What you should do: Give the entries again exactly, every one of them.

Rows from a pointing dataset:
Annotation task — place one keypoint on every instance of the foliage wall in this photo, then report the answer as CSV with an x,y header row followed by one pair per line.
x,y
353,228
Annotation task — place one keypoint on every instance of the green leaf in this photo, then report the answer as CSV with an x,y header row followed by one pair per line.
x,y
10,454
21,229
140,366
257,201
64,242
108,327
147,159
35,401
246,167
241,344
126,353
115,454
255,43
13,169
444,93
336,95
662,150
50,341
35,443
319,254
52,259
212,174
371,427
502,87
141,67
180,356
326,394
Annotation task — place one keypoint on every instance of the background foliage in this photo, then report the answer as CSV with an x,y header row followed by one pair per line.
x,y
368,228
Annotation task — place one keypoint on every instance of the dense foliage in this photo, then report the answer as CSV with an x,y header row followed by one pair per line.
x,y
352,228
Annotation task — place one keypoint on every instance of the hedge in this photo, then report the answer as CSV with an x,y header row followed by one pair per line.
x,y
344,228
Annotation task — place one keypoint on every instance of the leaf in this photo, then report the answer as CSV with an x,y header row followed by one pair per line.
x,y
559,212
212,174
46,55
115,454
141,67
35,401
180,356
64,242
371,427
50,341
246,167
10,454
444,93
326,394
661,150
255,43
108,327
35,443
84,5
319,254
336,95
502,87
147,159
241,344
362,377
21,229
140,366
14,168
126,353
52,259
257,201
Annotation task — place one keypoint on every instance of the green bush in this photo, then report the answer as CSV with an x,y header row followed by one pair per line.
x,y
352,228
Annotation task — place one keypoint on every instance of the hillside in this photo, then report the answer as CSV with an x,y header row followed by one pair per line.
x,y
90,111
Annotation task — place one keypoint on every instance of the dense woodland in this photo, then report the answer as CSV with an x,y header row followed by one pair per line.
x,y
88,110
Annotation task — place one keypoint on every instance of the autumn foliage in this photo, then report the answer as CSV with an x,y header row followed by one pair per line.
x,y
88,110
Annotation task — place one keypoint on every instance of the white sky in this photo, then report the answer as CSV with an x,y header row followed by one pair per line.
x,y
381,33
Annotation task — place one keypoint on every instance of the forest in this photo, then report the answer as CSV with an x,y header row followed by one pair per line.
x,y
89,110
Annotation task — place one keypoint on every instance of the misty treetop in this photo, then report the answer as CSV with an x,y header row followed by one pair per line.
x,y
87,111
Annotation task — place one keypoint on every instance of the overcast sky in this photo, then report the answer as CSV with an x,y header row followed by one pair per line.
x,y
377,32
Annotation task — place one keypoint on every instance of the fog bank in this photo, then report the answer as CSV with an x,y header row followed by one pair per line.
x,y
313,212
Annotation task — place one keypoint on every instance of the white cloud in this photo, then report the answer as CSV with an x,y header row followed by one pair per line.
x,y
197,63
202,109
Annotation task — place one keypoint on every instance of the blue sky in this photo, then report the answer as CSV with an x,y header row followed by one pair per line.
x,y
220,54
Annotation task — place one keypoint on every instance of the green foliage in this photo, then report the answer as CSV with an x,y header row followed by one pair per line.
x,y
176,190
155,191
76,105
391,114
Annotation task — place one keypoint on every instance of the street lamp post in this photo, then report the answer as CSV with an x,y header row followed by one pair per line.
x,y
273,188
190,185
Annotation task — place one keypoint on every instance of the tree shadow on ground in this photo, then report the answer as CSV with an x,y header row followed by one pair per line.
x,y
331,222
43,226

Right answer:
Annotation task — place one keypoint on every instance of the foliage wall in this photo, then report the answer as CSV with an x,y header row followed by one pair per line.
x,y
353,228
Annotation task — place one keypoint on every instance of the green leaf in this photo, then report the answer as CSV with an x,y header row followed by one pair per line.
x,y
10,454
21,229
140,366
257,201
64,242
108,327
147,159
35,401
246,167
241,344
126,353
115,454
255,43
13,169
444,93
336,95
662,150
50,341
35,443
319,254
52,259
212,174
371,427
502,87
141,67
180,356
326,394
Annotation task — place one keypoint on every instance of the background foliage in this photo, then report the answer as CSV with an x,y header row followed by one pair per line.
x,y
368,228
Annotation task — place one keypoint on every instance of the dense foliage in this photo, then report the answer as CSV with an x,y header row followed by one pair per line.
x,y
352,228
Annotation task — place one keypoint on every instance of the hedge in this photo, then report the answer as CSV with an x,y header row followed by one pair per line.
x,y
344,228
Annotation task — place one keypoint on every instance of the leaf in this photo, then report the answer as CSV with an x,y header row followed by one pair per line.
x,y
559,212
212,174
46,55
115,454
141,67
35,401
180,356
64,242
371,427
50,341
246,167
10,454
444,93
326,394
661,150
255,43
108,327
35,443
84,5
319,254
336,95
502,87
147,159
241,344
362,377
21,229
140,366
14,168
126,353
52,259
257,201
Annotation task — place one keypoint on every instance of the green bush in this photo, then report the answer as CSV with an x,y header row followed by one pair per line.
x,y
352,228
Annotation task — place one keypoint on every instance of the hillside in this photo, then report the answer as CSV with an x,y header row followed by one pair per line.
x,y
90,111
Annotation task — place one keypoint on every instance of the dense woodland in this photo, then report the answer as CSV with an x,y header row followed by one pair per line.
x,y
88,110
Annotation task — place one keypoint on every instance of the autumn foliage in this photo, then report the answer as CSV with an x,y header row followed by one pair per line.
x,y
88,110
Annotation task — place one keypoint on every instance of the white sky in this photo, then report the answer as CSV with an x,y header row followed by one pair per line.
x,y
381,33
Annotation task — place one keypoint on every instance of the forest in this photo, then report the answer as CSV with an x,y header row followed by one pair per line.
x,y
89,110
Annotation task — place one keypoint on every instance of the misty treetop in this photo, then report the answer as CSV with an x,y header row followed by one pair per line.
x,y
87,111
Annotation task — place one keypoint on every instance of the overcast sky in this photo, then report the answer as CSV with an x,y header row followed by one pair per line.
x,y
377,32
Annotation task — place one keypoint on every instance of the fog bank in this photo, then report the answer as CSV with an x,y header row followed by one pair per line.
x,y
313,212
Annotation task — place one keypoint on every instance of the white cloud in this photo, then report the answer as CSV with an x,y header row followed by one pair per line.
x,y
197,63
202,109
Annotation task — place one keypoint on every instance of the blue sky in this photo, then report the answer as CSV with an x,y header row followed by one pair per line.
x,y
220,54
Annotation task — place one keypoint on every instance of the green foliage in this photo, then report the answer as CSV with an x,y header row followed by one pair per line.
x,y
176,190
155,191
76,105
391,114
Annotation task — place one keypoint on every instance of the street lamp post in this photo, then report the answer as CSV with an x,y header row followed by one pair per line.
x,y
273,188
190,185
Annotation task — place one keypoint on every instance of the tree shadow on ground in this photo, then report the answer as CSV with an x,y header row followed by one pair per line.
x,y
331,222
43,226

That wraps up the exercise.